___ Dataset extract
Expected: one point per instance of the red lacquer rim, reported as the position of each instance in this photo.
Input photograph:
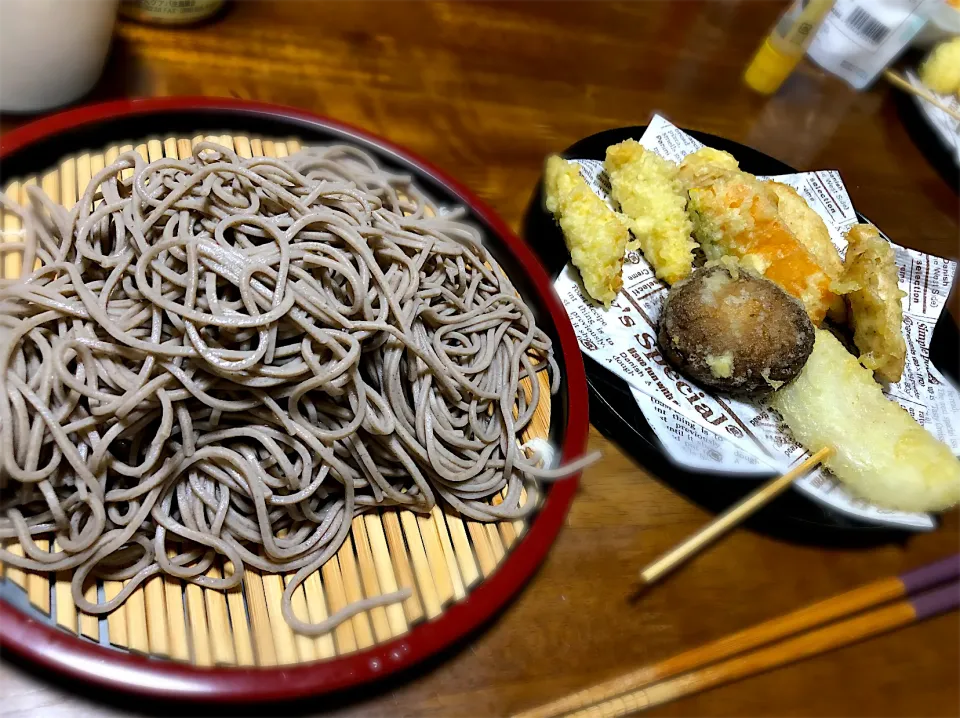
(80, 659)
______
___ Dataset extract
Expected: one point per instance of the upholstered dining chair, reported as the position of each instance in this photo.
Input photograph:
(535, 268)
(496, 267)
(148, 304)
______
___ Dataset extract
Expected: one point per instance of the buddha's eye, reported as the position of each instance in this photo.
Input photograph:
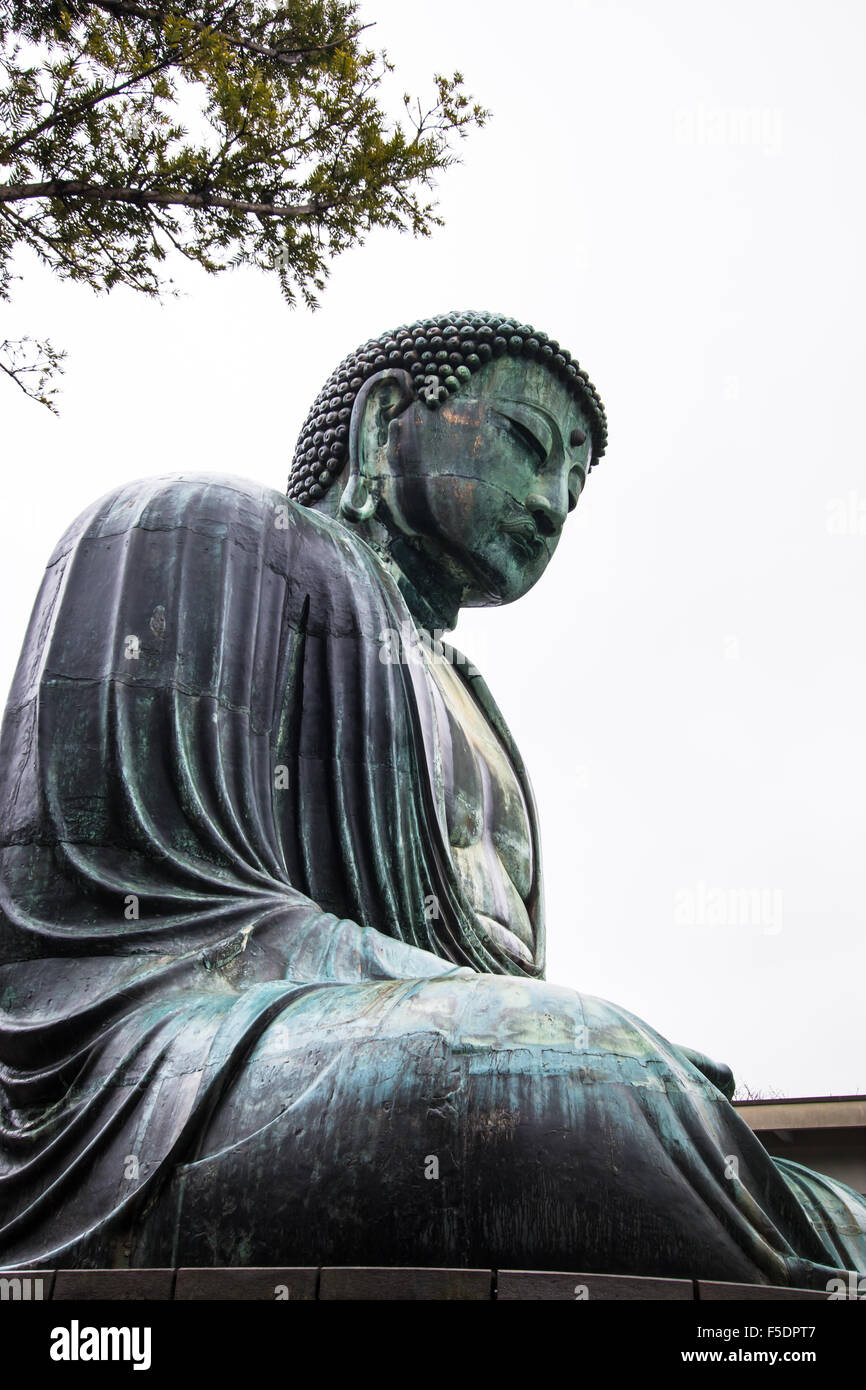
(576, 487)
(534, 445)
______
How many lines in the items above contain the word "instance"? Reply with the number alone.

* _Answer below_
3